Exercise directions
Restate the full set of records exactly, word for word.

┌──

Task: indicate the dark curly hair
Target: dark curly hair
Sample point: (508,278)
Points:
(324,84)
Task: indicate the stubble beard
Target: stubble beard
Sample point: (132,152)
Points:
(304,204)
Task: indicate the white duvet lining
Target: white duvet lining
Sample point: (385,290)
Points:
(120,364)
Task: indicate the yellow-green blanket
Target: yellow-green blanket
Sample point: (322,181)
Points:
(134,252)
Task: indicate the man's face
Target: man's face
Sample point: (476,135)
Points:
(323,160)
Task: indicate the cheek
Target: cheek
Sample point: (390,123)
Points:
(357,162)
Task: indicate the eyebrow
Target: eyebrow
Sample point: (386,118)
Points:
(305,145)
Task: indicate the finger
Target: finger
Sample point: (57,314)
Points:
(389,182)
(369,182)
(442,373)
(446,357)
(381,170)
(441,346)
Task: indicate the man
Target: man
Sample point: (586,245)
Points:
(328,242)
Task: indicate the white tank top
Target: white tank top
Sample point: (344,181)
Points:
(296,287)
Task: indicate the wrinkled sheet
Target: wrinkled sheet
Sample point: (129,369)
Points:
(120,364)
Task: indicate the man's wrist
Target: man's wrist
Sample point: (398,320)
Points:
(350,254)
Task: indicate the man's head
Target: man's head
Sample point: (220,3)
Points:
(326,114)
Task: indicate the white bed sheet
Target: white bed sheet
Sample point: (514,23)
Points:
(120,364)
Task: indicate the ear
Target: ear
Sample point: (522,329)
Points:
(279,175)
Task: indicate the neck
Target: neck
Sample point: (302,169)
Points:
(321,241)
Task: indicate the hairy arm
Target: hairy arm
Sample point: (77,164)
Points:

└──

Solution for this problem
Task: indicate the dark curly hair
Target: dark curly hair
Sample point: (508,278)
Points:
(324,84)
Task: indicate the stubble beard
Target: stubble beard
Sample point: (132,152)
Points:
(304,204)
Task: indicate the white duvet lining
Target: white duvet lining
Sample point: (385,290)
Points:
(120,364)
Task: indicate the yellow-green blanket
Target: yellow-green blanket
Sample point: (322,181)
Points:
(134,252)
Task: indicate the man's face
Target: man's face
Sample point: (476,135)
Points:
(323,160)
Task: indicate the cheek
Target: cheek
Sample point: (390,123)
Points:
(357,162)
Task: indicate the eyebrow
Target: eyebrow
Sample point: (386,118)
Points:
(305,145)
Task: indicate the finger
Target: finger
Sample point: (57,314)
Points:
(389,182)
(369,182)
(442,373)
(446,357)
(381,170)
(441,346)
Task: indicate the man
Target: man
Sample point: (586,245)
Points:
(328,242)
Task: indicate the white tank top
Target: white tank top
Sample point: (344,181)
Points:
(296,287)
Task: indicate the wrinkled sheet
Target: wrinkled sheet
Sample point: (129,369)
Points:
(120,364)
Task: indicate the man's wrist
Target: man's wrist
Sample point: (398,320)
Points:
(350,254)
Task: indicate the man's head
Target: man's head
Sample point: (220,3)
Points:
(326,114)
Task: indicate the white bed sheet
Target: white bed sheet
Sample point: (514,23)
Points:
(120,364)
Task: indicate the ear
Target: ear
Sample point: (522,329)
Points:
(279,175)
Task: indicate the neck
Target: neck
Sample point: (302,169)
Points:
(321,241)
Task: indicate the hairy arm
Target: hairy arm
Sample point: (77,164)
Points:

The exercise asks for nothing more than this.